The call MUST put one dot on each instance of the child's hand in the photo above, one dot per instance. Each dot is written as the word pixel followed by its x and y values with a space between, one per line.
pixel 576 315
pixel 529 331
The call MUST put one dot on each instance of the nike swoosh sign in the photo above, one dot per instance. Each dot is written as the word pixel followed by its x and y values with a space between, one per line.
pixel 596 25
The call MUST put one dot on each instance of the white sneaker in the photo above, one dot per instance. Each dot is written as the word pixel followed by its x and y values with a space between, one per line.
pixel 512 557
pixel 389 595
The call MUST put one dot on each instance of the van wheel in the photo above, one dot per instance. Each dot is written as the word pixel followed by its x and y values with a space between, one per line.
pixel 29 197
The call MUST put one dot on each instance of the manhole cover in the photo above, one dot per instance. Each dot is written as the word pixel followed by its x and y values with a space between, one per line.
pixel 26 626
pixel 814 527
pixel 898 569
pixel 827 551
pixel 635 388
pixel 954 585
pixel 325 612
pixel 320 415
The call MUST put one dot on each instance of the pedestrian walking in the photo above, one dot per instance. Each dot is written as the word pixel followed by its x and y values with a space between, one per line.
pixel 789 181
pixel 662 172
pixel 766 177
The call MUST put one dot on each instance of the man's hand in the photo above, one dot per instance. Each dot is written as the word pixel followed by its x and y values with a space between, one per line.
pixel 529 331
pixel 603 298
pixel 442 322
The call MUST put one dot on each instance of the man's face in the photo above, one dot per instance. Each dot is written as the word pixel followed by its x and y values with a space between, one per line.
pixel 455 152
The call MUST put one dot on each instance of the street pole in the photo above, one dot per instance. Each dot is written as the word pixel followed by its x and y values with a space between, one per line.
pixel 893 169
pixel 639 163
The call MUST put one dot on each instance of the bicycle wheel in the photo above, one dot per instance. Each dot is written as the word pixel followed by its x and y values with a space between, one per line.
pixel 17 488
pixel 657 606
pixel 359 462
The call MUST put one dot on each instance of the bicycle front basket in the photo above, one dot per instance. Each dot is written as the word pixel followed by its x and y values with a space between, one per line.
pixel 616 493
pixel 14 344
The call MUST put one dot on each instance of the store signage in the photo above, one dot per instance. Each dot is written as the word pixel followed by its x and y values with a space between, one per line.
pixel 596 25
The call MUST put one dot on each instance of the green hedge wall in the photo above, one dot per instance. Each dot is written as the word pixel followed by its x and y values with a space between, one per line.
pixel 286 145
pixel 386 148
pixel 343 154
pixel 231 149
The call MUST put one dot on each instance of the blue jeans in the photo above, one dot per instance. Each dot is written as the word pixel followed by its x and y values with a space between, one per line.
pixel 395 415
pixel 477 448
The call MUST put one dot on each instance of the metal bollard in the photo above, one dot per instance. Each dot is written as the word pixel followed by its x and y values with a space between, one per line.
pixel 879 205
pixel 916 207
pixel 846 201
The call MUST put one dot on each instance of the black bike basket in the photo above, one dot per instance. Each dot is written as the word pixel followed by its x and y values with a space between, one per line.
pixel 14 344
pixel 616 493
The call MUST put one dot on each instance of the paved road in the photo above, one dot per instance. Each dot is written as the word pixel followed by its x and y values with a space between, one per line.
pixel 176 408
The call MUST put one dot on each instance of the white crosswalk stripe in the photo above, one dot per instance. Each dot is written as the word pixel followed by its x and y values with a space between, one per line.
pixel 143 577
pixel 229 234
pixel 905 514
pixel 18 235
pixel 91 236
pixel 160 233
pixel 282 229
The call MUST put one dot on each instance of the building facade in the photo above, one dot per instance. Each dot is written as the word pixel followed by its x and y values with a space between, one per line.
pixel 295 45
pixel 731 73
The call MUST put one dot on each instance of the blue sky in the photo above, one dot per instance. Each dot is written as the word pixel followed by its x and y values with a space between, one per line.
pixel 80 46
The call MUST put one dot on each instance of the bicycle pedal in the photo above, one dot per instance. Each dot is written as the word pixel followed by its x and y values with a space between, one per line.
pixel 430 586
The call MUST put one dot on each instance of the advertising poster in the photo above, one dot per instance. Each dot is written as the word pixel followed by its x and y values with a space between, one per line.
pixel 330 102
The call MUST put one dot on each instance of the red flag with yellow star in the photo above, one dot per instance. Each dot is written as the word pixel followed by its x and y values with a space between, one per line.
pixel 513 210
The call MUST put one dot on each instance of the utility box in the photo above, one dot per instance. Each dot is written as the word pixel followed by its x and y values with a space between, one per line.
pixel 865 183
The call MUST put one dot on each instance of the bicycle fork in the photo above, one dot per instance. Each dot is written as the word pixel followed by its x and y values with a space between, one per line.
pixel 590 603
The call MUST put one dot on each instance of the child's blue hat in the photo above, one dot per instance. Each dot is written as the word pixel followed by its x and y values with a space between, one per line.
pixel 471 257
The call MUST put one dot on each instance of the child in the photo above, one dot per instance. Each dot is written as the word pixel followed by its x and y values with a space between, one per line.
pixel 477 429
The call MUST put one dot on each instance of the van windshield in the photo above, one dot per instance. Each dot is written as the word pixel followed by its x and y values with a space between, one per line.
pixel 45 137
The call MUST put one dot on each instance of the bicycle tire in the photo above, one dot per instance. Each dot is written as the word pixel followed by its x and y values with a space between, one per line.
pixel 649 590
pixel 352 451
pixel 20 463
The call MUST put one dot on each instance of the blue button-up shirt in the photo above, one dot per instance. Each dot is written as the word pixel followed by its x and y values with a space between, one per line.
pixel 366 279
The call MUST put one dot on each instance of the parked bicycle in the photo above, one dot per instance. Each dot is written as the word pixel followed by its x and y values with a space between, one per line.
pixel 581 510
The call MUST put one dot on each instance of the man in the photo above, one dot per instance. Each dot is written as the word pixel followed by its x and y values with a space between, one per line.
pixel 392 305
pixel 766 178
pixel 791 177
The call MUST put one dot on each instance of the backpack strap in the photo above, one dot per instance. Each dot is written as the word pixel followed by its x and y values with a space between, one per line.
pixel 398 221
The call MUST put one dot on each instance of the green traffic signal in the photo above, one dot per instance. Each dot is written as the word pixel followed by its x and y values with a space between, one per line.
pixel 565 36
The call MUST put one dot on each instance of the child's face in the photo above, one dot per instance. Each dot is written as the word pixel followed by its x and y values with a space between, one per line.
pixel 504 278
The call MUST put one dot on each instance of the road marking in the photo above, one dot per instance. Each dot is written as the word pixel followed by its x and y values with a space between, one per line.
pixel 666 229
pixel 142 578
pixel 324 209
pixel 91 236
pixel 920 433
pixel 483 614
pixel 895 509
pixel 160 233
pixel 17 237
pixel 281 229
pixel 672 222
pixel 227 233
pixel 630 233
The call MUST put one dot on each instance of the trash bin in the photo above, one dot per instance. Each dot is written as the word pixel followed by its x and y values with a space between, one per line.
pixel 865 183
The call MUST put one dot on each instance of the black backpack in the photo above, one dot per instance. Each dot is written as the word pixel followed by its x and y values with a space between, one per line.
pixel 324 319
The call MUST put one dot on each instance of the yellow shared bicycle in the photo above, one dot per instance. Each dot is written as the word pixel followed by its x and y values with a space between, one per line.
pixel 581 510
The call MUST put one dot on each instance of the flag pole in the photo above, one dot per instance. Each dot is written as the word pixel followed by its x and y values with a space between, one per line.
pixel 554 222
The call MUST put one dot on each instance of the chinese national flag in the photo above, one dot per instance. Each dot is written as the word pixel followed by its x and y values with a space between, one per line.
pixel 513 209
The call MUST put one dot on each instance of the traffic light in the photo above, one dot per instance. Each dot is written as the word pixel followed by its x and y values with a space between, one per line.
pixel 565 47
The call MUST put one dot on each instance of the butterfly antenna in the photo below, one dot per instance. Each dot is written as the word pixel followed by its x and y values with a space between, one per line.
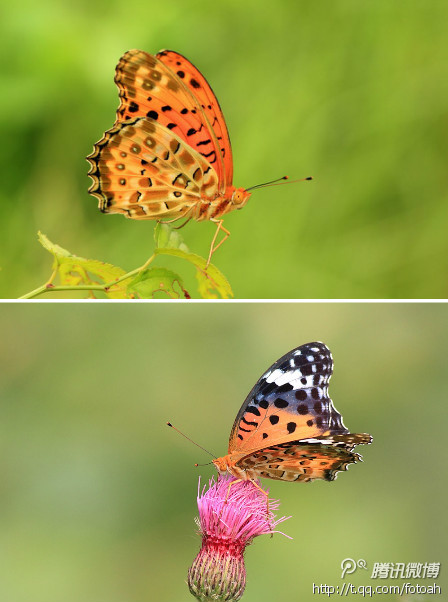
--
Would you copy every one of the lines above word for word, leaving the pictures out?

Solution below
The call MUST put one dot on each instance of the child's hand in the photo above, one dot per instance. Each dot is written as the word pixel followed by its x and y values with a space between, one per line.
pixel 576 315
pixel 529 331
The call MUST put one dot on each instance of the nike swoosh sign in the photo above, one dot per instance. Each dot is written as the word pixel followed by its x and y values with a space between, one per line.
pixel 596 25
The call MUST put one dot on each instance of the white sneaker in the photo above, one dot per instance. Each dot is written as the word pixel followed by its x and y values with a space between, one per line.
pixel 512 557
pixel 389 595
The call MUST put one dot on each instance of the van wheel in the photo above, one dot per instance. Each dot is written as the word pixel followed by its x and y values with a space between, one per line.
pixel 29 197
The call MUST put one dot on each instance of the manhole cover in the photo above, one dot per instance. Each dot is written as the word pixel followed by its x and y values with a space between, one per line.
pixel 26 626
pixel 814 527
pixel 898 569
pixel 827 551
pixel 635 388
pixel 954 585
pixel 325 612
pixel 320 415
The call MUST put one dot on each instance of the pedestrian walking in the photo above, one dot per instance. Each dot is written as the word pixel followed by its x and y values with a space between, one per line.
pixel 789 181
pixel 662 172
pixel 766 177
The call MUST put one dot on each instance of the man's hand in the photo above, one dot per instance. Each dot is written as the word pixel followed by its x and y values with a space between, one per line.
pixel 529 331
pixel 603 298
pixel 442 322
The call MUST put one dot on each instance of the man's face in the photo above, one dot per instance. Each dot is written as the word pixel followed by its x and y values with a space between, one per line.
pixel 455 152
The call MUST put one dot on each instance of the street pole in the photo above, one dot per instance. Each dot is written as the word pixel followed by its x and y values with a space between, one per line.
pixel 893 169
pixel 639 163
The call MUST put one dot on each instance of the bicycle wheel in the photo above, one dot per instance. Each dot is written as the word pixel followed by its x and y values with a space between, one per line.
pixel 17 488
pixel 657 606
pixel 359 462
The call MUST put one dot on each instance of the bicycle front basket in the photo above, one dot per instance. Each dot is written as the word pixel followed by its x and y values with a space between, one per line.
pixel 616 493
pixel 14 344
The call MUST put one dot on each instance of the store signage in the photo above, one dot per instance. Each dot is written as the word pixel followed by its x and y values with a space between, one per line.
pixel 596 25
The call MUST put one dot on each instance of the green hedge wall in the photo above, one dot per instance. Each dot is written as the word pixel followed by its x and y values with a space between, one per line.
pixel 286 145
pixel 386 148
pixel 343 154
pixel 231 149
The call MUST put one dot on each instance of the blue jeans in the photo above, one dot per instance. Each dot is written as the word pixel followed by its x and y values with a space between, one per line.
pixel 395 415
pixel 477 448
The call MUST put one dot on each instance of the metal bollard in the photo above, one dot per instance. Each dot is written as the word pixel followed by its x and y values with a space between, one per line.
pixel 879 205
pixel 916 207
pixel 846 201
The call MUST put one dot on each instance of the black bike basket in the photo above, one dot per instance. Each dot is written as the word pixel followed by its x and y values with a space between, one per line.
pixel 14 344
pixel 616 493
The call MUST put one dot on each instance of the paved road in the photo above, one dot per instance. Each dot is written as the word pixel followed by its x and y values with a space between, one per line.
pixel 176 408
The call MUST put one dot on each instance of the white crosswalk stripe in the photo above, one dot per instance. Each dot is written as the word pixel followed by its x and y values with a space between, one per line.
pixel 143 577
pixel 229 234
pixel 905 514
pixel 18 235
pixel 91 236
pixel 160 233
pixel 282 229
The call MUST put one dot on each instance of the building facade in the photo above, one dot per instance. Each dot is written as the word pixel followed by its x and y values with a space between, one per line.
pixel 295 45
pixel 731 73
The call MUST put one dot on each instance of the blue sky in the photo above, one dot per instance. Each dot is written as the word pixel followed by its x and y values with a space between, one per line.
pixel 80 46
The call MUST put one dot on each instance of the bicycle pedal in the photo above, one dot per instance. Each dot is written as the word pixel followed by its x and y values with a space between, one per line.
pixel 430 586
The call MUST put one dot on each instance of the advertising poster in the photo above, one dot per instance. Each dot is written as the word pixel followed by its x and y values with a space between, one per line.
pixel 330 102
The call MUST put one dot on each instance of the red flag with yellow star in the photo above, one dot per instance. Each dot is written as the word pixel followed by its x and y values with a space between, one per line.
pixel 513 210
The call MUST put one dot on each instance of the utility box in the photo above, one dot per instance. Each dot is written as the word pixel followed by its x and y values with a space between, one per line.
pixel 865 183
The call MUST put one dot on each instance of the bicycle fork in the photo above, one dot per instance. Each dot is written as the word pixel followed by its x and y values with a space between, one per line.
pixel 590 603
The call MUST put one dot on each instance of the child's blue hat in the photo above, one dot per instance. Each dot is written as the word pixel followed by its x and y values with a space between, one per line.
pixel 471 257
The call MUST put one dot on each instance of the child in the photo above, one dot per instance. Each dot is written as the word pixel followed by its x and y values with a space between, one per line.
pixel 477 429
The call MUST put one dot on each instance of the van windshield in the photo above, one dot per instance. Each dot is written as the word pixel followed by its x and y values with a space between, one per line.
pixel 45 137
The call MUST put one dot on each instance of the bicycle tire in the photo above, one dot per instance. Each dot is written as the word pixel followed by its x and y values with a space between, one per line.
pixel 649 590
pixel 352 451
pixel 20 463
The call MUST put one dot on each instance of the blue button-up shirt in the photo above, one dot per instance. Each dot is written as the word pixel followed by its x and y values with a space between, one per line.
pixel 366 279
The call MUST put one dot on each instance of the parked bicycle in the photo above, one dot per instance. Each dot is written as the word pixel followed by its x and y values with a space between, one per line.
pixel 581 510
The call MUST put one dot on each instance of the man in the photo above, one dot per instance. Each dot is written as the word pixel followed by its x and y values with a space between, one per line.
pixel 392 305
pixel 766 178
pixel 791 177
The call MUST put one dot on each instance of the backpack strap in the photo above, one dot per instance. Each dot is written as the word pixel followed by its x and y values with a space between, one per line.
pixel 398 221
The call MUST put one dot on each instance of the green traffic signal in the photo above, one dot per instance. Each dot is written as the word pixel followed by its x and y values with a space between, one per line.
pixel 565 36
The call MUST put one dot on each instance of the child's face in the photo above, one dot per instance. Each dot is written as the word pixel followed by its x and y values with a space between, one per line.
pixel 504 278
The call MUST put one dot on each instance of the road marking in the photo above, one dot per instance. Each dot is written as the word pixel followed by its x and y values with a space between, one per line.
pixel 666 229
pixel 142 578
pixel 324 209
pixel 91 236
pixel 920 433
pixel 483 614
pixel 895 509
pixel 160 233
pixel 17 237
pixel 281 229
pixel 672 222
pixel 227 233
pixel 630 233
The call MUST put one dot on each instance of the trash bin in the photo above, one dot per instance. Each dot is written as the word pixel followed by its x and y values with a space between, one per line.
pixel 865 183
The call MUST put one dot on each instance of the black backpack in the photo above, one dot per instance. Each dot is written as the word pixel followed by its x and y values with a space between, one per line.
pixel 324 319
The call MUST put one dot on each instance of the yellow shared bicycle in the photo above, one dot per instance. Each dot is written as the word pixel followed by its x and y values with a space between, one per line.
pixel 581 510
The call MUST put one dot on each instance of the flag pole in the photo above, one dot per instance. Each dot is written as the word pixel followed by its x and y values with a space between, one per line.
pixel 554 222
The call MUST put one dot on each instance of the chinese national flag in the photo above, one dot per instance. Each dot is written as the word pixel followed by its x and y values with a space between, one per line.
pixel 513 209
The call MUST put one dot on each instance of the traffic light in the photo above, one dot per instance. Each dot is written as the word pixel followed by its x and y values with a space between, one per line.
pixel 565 47
The call MUST put one dot on each instance of the butterfly antenna in the photo below, one dot per instance. Each dot is written as the word pixel followed by its x and y values with a space between, one per line.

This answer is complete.